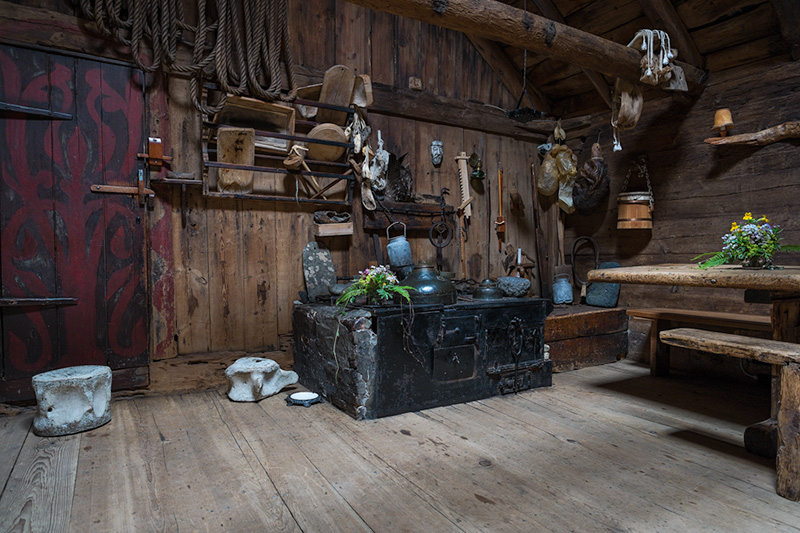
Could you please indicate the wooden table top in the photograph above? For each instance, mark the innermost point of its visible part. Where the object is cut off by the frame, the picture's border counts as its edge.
(783, 279)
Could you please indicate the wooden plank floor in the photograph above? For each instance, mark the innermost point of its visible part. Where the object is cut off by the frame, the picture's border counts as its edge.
(605, 449)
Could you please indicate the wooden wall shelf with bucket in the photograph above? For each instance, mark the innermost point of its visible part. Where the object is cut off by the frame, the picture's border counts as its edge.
(635, 209)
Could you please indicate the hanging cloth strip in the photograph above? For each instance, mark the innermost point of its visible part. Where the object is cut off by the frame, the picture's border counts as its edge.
(628, 101)
(251, 38)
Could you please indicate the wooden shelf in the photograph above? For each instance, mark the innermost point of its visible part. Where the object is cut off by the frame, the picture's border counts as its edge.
(333, 230)
(787, 130)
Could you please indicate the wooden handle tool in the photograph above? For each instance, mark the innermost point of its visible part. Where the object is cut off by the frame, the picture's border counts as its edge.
(500, 224)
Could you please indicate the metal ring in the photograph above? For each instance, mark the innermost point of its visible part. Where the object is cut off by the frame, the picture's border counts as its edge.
(447, 234)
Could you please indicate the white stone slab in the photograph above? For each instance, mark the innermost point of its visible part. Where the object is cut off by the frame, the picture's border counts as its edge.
(73, 399)
(255, 378)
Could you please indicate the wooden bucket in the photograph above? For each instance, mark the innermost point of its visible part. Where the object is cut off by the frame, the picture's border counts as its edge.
(633, 210)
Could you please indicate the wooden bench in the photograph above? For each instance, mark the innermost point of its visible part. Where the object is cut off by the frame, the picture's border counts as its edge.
(785, 357)
(662, 318)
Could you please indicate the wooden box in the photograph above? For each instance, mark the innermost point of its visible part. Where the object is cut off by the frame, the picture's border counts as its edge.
(581, 336)
(262, 116)
(332, 230)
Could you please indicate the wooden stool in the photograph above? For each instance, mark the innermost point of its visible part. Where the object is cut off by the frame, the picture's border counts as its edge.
(73, 399)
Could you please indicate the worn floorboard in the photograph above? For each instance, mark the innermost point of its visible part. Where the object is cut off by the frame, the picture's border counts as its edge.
(605, 449)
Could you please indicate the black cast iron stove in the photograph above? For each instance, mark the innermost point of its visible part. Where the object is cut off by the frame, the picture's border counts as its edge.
(389, 360)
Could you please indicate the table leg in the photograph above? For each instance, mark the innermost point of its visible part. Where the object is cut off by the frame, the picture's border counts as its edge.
(659, 352)
(788, 461)
(762, 438)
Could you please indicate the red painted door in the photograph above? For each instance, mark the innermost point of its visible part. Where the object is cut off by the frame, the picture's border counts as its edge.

================================

» Brief
Put every line of the records above into a JSON list of strings, one string per line. Skip blank lines and leave the pictures out.

» Written response
[
  "Could you please indicate the wooden table top in the photograph above? For each instance, mark the innermost point of its visible part. Where the object is cut off by the frame, the picture's border counts as its edge.",
  "(783, 279)",
  "Could you please indicate the wooden plank floor in the photograph above? For each instance, mark the innermost point of its visible part. Where the object is cut off by the frame, the picture's border counts as its edge.",
  "(605, 449)",
  "Could you please indicate the wooden wall shelf with bucket in the photograph above? For each instance, mark the innermost point of its visible part. Where the object is cut off by the frame, the picture's border counts as its edge.",
  "(635, 209)",
  "Could you please indicate the hanging cloth strip in the photograph above? For each instance, mark the innermost point of its visible part. Where the object is cut off by the frame, the picture's border counts as its edge.",
  "(628, 101)",
  "(251, 38)",
  "Could you please indicate the wooden shelf in the photograph above? For each instance, mark the innermost point of its visible part. Where the object is cut off by the frame, the picture's border counts as its edge.",
  "(333, 230)",
  "(787, 130)",
  "Could you please indicate the wooden handle tool in the photograph above? For each instance, mark the innermost point of its visible part. Where the object is cut off by the frame, the picture's border counts as its edge.",
  "(500, 224)",
  "Could you please indicate the metal ring in the photograph above? For each instance, mark the innermost point of its visible part. Where the object is cut off by the frame, the picture's border counts as its edge.",
  "(447, 234)",
  "Could you please indicate the white stone slab in the photograph above? For each instance, mark the innermost point of its visible part. Where the object is cut off by the frame, the picture's border counts as its edge.",
  "(73, 399)",
  "(255, 378)",
  "Could you please indicate the wooden bucket in the photograph above? For each instance, mark the innermost point of its visible part. Where the object is cut off by the frame, the picture's border counts as its edge.",
  "(633, 210)",
  "Could you please indicate the wooden bench in the photograph above? For each instance, mark the innermost point of its visible part. Where the object is cut off by the frame, the picture's border counts as its edge.",
  "(785, 357)",
  "(662, 318)",
  "Could you please indicate the wooden box in the photograph above? For each instance, mark the innermost point of its visible part. Where the object is cut off by the frame, the picture's border counts as its edge.",
  "(581, 336)",
  "(262, 116)",
  "(332, 230)",
  "Could you please indicate the wooden stool in the photograph above? For each instance, mark the innermost point of its visible part. Where the object is cut off by the frame, the picture's border counts as its edge.",
  "(73, 399)",
  "Could you please indicate the worn floorboard in the photograph above? For each instance, mark the innermost point of its visible part. Where the object is cut off by the frame, the picture's border counts as its edge.",
  "(605, 449)",
  "Could you please indicate the black cast iron stove in the photograph above? For each instance, mark the innermost point of its visible part. Where the object is cut off by the frame, the picture's border counts as its edge.",
  "(389, 360)",
  "Could you please indicate the table leg in the photograph above? For each instance, mark the innermost point of its visible part. Where the object is cut off by the frame, the picture's border counts as its edge.",
  "(659, 352)",
  "(788, 461)",
  "(762, 438)",
  "Could you please indicate the red painted door in the photograph above? For each instance, mark the innermost point of its visible part. Where the object is cut off by the frame, the picture's border counts as its edge."
]